EXERCISE PROMPT: Copy every line of the records below word for word, omitting the pictures.

[Location identification entries]
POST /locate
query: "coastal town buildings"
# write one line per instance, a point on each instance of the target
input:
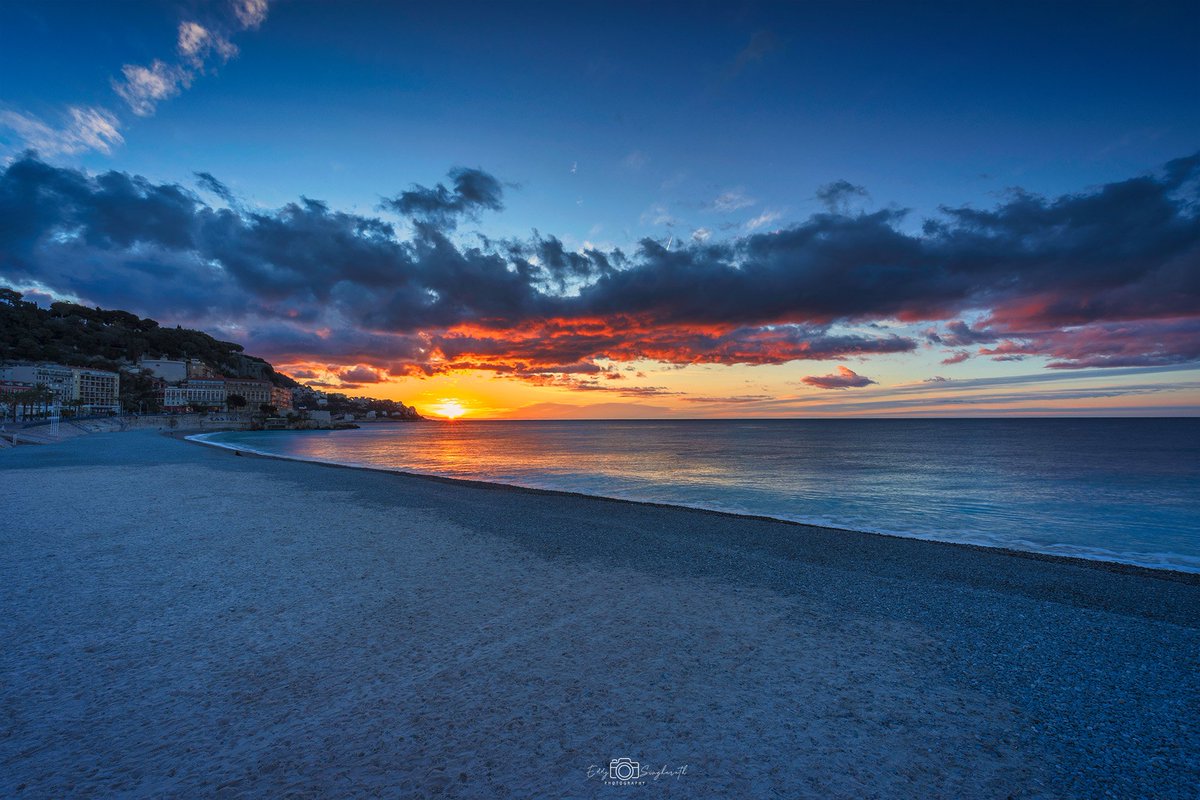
(172, 371)
(213, 392)
(79, 389)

SOLUTION TO THIS TASK:
POST /locate
query: "coastal town buildings"
# write one line per instance, a point on each instance of the target
input:
(172, 371)
(213, 392)
(79, 389)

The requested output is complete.